● REQUIRED TASK:
Revise the records below so that "flower petal" reads "blossom petal" and everything else stays the same. Omit the pictures from your answer.

● RECORDS PROVIDED:
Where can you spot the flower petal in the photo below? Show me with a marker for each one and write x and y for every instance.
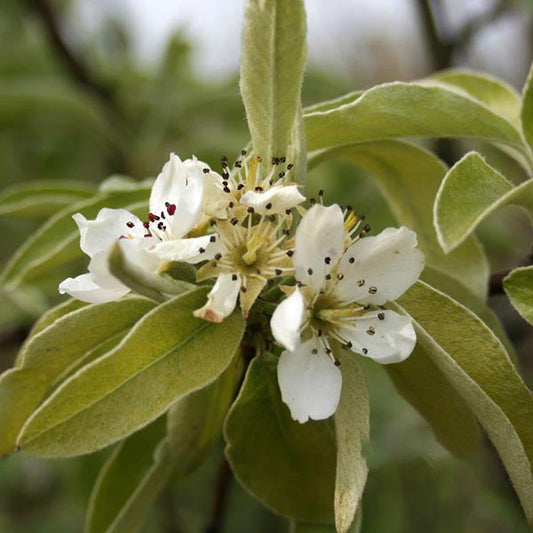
(187, 250)
(274, 200)
(385, 336)
(110, 224)
(310, 383)
(288, 319)
(179, 185)
(85, 289)
(222, 299)
(319, 244)
(381, 268)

● REPLY TO THE EXERCISE:
Where can you spot the blossom petal in the photo below? Show me with a marker for each one and write x and y for every instance.
(187, 250)
(274, 200)
(385, 336)
(110, 224)
(310, 383)
(288, 319)
(179, 185)
(85, 289)
(222, 299)
(319, 244)
(381, 268)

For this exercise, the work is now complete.